FIG. 3—An exploded perspective view of the device for mounting the permanent magnets in electric motor rotors of the present invention;

FIG. 4—the device that is the object of the present invention suitably coupled to na electric motor rotor;

FIGS. 5.1 and 5.2—show two possible variants for the mounting process that is object of the present invention, while FIG. 5.1 shows the device anchored in a cutout of the magnetic core, while in FIG. 5.2, the mounting device is anchored in the space between the magnets, and

FIG. 6—shows another embodiment in which the mounting device is fixed to the magnetic core through a rivet.

DETAILED DESCRIPTION OF THE INVENTION

The invention will now be described in detail based on the drawings, to which numerical references will be allocated in order to facilitate its understanding.

Initially it is clear that the device for mounting the permanent magnets in electric motor rotors, which is the object of the present invention, is destined, primarily, to the use in electric motor comprising a rotor 1 composed of a magnet-coated (3) metal core (2).

As can best be seen in FIGS. 3 and 4, the preferential embodiment of the invention, the device for mounting the permanent magnets in electric motor rotors comprises a helical elastic element 6 disposed around the magnets 3, and preferably the diameter of the helical elastic element 6 is, significantly or not, smaller than the outer diameter of the magnet assembly 3, which are positioned over the outer surface of the metal core 2. Furthermore, the paces between the windings of the helical elastic element 6 are distant from each other by a distance d so as to maintain visible the portions of the outer surface of the magnet (3) assembly.

Information provided:
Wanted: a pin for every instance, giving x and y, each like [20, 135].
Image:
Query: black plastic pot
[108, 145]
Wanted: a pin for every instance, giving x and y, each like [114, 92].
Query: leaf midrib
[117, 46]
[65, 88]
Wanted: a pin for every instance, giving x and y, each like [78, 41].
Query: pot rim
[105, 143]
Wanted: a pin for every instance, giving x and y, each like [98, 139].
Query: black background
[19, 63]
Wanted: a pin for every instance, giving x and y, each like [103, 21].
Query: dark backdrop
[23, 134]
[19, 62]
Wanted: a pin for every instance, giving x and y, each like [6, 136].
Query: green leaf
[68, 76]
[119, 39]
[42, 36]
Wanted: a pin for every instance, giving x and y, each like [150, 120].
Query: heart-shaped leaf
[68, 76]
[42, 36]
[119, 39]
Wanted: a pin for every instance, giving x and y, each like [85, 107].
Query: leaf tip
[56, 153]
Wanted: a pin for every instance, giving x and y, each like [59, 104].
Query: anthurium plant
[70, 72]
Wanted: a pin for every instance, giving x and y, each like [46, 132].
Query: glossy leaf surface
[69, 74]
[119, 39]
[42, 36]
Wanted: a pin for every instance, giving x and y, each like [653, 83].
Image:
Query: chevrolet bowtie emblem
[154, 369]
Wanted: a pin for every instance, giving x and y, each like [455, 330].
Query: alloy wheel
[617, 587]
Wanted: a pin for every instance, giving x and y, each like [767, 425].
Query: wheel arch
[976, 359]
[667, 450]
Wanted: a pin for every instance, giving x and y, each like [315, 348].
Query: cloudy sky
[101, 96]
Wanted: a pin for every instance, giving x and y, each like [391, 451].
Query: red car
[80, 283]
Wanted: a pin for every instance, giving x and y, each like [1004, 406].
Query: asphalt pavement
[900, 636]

Stated task 1: In the patent text on mounting permanent magnets in rotors, duplicate the passage that begins at the words "FIG. 6—shows another" and stops after the words "metal core (2).".
Stated task 2:
Answer these questions using the patent text on mounting permanent magnets in rotors:
(a) In FIG. 6, what fixes the mounting device to the magnetic core?
(b) What is rotor 1 composed of?
(c) What element of the device is disposed around the magnets 3?
Stated task 3: Resume the patent text on mounting permanent magnets in rotors with the next sentences of its detailed description.

Task result 1:
FIG. 6—shows another embodiment in which the mounting device is fixed to the magnetic core through a rivet.

DETAILED DESCRIPTION OF THE INVENTION

The invention will now be described in detail based on the drawings, to which numerical references will be allocated in order to facilitate its understanding.

Initially it is clear that the device for mounting the permanent magnets in electric motor rotors, which is the object of the present invention, is destined, primarily, to the use in electric motor comprising a rotor 1 composed of a magnet-coated (3) metal core (2).

Task result 2:
(a) A rivet.
(b) A magnet-coated (3) metal core (2).
(c) A helical elastic element 6.

Task result 3:
With the proposed embodiment, the element 6—which has been made by a metallic cover 5 in the current state of art—and aims to increase the mechanical resistance of mounting the magnet assembly 3, has the shape of a flat helix winding coil which can elastically deform and “copy” the external dimension of the rotor 1.

For mounting the elastic element 6 in the magnets 3, it is elastically opened until it reaches a diameter greater than the rotor 2/magneto 3 for then be released and positioned on the assembly. The elasticity of the elastic element 6 provides it with the capacity to mold itself to the outer diameter of the magnets 3 at a magnitude of diameter variation of at least one order of magnitude higher than the resolution of cover-piece 5 shown in FIGS. 2.1 and 2.2—namely, the winding constant of the elastic element 6 in the form of winding coils leads to a firmly compression of their windings against the magnets 3 independently of their dimensional variation, thus eliminating the remaining voids between the parts that currently requires to be filled with resin or similar materials.

Therefore, the residual stress in the elastic element 6 due to the differential dimension in respect to its original state is sufficient to keep it in position and, possibly, sufficient to ensure the mechanical resistance required for the functioning of the motor, depending on the rigidity of said helical elastic element 6.

It should be noted that the preferred proposed embodiment aims, basically, to increase the mounting resistance of the magnets 3 to the centrifugal force. However, if a more robust mounting is identified, the following options for mounting can be used:

1—Use of adhesive. One can apply adhesive onto the outer surface of the magnets 3, onto the surface of the internal helical elastic element 6, or both. The adhesive may be applied over the entire inner surface of the helical elastic element 6 or only the two ends 61 thereof into an area sufficient sufficient to ensure the mechanical resistance required for the mounting the magnets 3. It should be noted that the process of applying the adhesive can be manual, automatic, or chemically applied to the elastic element 6, a process is a similar to that applied in enameled wires, called “thermal cementable”.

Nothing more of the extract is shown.